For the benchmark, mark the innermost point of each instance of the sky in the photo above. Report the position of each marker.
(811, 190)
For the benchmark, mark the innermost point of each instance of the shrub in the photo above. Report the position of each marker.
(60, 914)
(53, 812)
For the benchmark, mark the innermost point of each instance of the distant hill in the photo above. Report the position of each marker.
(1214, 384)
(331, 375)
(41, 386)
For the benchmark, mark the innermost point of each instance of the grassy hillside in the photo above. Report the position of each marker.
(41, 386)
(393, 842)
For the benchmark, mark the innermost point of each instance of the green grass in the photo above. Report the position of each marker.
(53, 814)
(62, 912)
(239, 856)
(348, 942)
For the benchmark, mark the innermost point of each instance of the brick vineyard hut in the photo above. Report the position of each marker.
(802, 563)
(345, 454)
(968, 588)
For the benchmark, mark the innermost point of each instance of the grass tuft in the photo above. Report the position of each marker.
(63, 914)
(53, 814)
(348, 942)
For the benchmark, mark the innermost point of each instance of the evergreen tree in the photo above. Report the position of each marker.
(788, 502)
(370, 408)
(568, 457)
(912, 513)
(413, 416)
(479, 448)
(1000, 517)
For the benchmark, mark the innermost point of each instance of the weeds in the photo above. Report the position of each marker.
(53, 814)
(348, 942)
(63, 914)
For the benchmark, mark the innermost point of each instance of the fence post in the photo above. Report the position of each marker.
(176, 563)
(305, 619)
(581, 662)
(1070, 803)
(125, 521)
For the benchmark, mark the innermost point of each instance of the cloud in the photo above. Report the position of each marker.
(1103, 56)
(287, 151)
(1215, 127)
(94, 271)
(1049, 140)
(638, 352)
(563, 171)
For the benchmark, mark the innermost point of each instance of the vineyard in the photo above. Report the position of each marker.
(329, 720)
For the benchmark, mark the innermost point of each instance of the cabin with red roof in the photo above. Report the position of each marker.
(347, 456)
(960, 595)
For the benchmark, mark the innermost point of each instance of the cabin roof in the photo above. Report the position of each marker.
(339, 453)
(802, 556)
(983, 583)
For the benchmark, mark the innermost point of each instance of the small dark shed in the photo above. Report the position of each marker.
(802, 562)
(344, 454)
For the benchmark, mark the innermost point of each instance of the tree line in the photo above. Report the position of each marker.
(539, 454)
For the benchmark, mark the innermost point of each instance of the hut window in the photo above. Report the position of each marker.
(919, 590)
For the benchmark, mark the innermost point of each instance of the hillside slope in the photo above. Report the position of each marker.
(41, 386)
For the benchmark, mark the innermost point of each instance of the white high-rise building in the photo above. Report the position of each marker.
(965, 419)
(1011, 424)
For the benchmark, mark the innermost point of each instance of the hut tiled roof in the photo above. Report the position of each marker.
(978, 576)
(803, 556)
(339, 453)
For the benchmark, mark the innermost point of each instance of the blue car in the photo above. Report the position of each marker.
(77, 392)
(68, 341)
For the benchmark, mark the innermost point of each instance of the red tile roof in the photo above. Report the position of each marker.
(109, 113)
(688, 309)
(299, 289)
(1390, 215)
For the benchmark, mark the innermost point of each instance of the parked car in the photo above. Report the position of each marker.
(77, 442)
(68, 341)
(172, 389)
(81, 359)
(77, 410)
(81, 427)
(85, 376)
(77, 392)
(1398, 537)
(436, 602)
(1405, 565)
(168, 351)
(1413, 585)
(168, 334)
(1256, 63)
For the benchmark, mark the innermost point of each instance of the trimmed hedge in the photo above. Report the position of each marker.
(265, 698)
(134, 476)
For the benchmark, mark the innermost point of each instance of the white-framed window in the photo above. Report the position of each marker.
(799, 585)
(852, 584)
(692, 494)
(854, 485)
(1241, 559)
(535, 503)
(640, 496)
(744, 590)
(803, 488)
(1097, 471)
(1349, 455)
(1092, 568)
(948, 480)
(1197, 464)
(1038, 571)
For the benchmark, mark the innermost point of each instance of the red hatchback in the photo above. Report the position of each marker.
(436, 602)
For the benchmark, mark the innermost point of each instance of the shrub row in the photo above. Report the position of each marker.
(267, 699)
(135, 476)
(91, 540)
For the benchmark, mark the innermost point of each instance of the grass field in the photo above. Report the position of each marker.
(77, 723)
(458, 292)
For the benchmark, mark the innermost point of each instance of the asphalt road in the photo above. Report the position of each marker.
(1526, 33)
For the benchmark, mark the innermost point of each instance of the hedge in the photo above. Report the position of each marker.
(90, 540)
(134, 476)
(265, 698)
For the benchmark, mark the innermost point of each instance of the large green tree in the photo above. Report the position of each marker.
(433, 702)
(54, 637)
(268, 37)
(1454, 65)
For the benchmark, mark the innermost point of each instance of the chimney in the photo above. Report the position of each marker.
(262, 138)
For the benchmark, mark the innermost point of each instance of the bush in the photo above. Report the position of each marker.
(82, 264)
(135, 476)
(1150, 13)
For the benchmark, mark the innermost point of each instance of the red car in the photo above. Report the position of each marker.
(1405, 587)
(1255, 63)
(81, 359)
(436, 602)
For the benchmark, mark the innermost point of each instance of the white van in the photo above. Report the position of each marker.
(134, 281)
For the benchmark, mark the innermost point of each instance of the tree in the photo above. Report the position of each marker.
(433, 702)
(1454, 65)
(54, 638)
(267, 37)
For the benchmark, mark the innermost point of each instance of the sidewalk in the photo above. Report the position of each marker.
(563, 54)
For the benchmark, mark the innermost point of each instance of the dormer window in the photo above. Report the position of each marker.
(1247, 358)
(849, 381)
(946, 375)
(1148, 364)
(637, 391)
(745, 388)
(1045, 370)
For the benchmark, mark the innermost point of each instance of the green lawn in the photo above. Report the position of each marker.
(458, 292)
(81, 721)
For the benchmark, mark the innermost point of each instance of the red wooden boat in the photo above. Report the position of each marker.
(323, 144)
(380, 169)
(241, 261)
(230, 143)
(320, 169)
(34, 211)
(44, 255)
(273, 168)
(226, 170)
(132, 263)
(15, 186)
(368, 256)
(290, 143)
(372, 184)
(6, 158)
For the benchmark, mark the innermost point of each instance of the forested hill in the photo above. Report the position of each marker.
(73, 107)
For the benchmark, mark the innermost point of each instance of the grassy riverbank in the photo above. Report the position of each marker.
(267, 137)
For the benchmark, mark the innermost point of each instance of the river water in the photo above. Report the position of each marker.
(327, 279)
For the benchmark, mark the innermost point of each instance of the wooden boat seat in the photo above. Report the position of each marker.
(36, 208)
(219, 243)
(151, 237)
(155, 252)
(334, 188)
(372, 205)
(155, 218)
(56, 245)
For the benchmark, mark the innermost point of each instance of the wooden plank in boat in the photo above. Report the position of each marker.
----------
> PROBLEM DESCRIPTION:
Give the material above, from its first line through the line that contains "(1000, 517)" (both included), as a Markdown table with the columns Row and Line. Number the lines and leave out any blank ones.

> OUTPUT:
| Row | Line |
|---|---|
| 1 | For the benchmark, mark the innermost point of each instance of the sky in the photo above. Report the position of each marker. |
| 2 | (811, 190) |
| 3 | For the benchmark, mark the innermost point of each instance of the shrub in the photo above. Report the position of each marker. |
| 4 | (60, 914) |
| 5 | (53, 812) |
| 6 | For the benchmark, mark the innermost point of each instance of the distant hill in the photo above. Report the position of each marker. |
| 7 | (1214, 384) |
| 8 | (331, 375) |
| 9 | (41, 386) |
| 10 | For the benchmark, mark the innermost point of each instance of the grassy hillside in the photo above. Report the position of each marker. |
| 11 | (41, 386) |
| 12 | (393, 842) |
| 13 | For the benchmark, mark the innermost point of each instance of the green grass in the photo above. Report the position of each marker. |
| 14 | (53, 814) |
| 15 | (62, 912) |
| 16 | (239, 856) |
| 17 | (348, 942) |
| 18 | For the benchmark, mark the innermost point of each instance of the brick vineyard hut in the photo above. Report the position of each marker. |
| 19 | (802, 563) |
| 20 | (345, 454) |
| 21 | (968, 588) |
| 22 | For the benchmark, mark the innermost point of each instance of the grass tuft in the photo above. Report the position of each marker. |
| 23 | (63, 914) |
| 24 | (53, 814) |
| 25 | (348, 942) |
| 26 | For the benchmark, mark the innermost point of each instance of the evergreen tree in the photo above. Report the position of each marker. |
| 27 | (788, 502) |
| 28 | (370, 408) |
| 29 | (568, 457) |
| 30 | (912, 513) |
| 31 | (413, 416) |
| 32 | (479, 448) |
| 33 | (1000, 517) |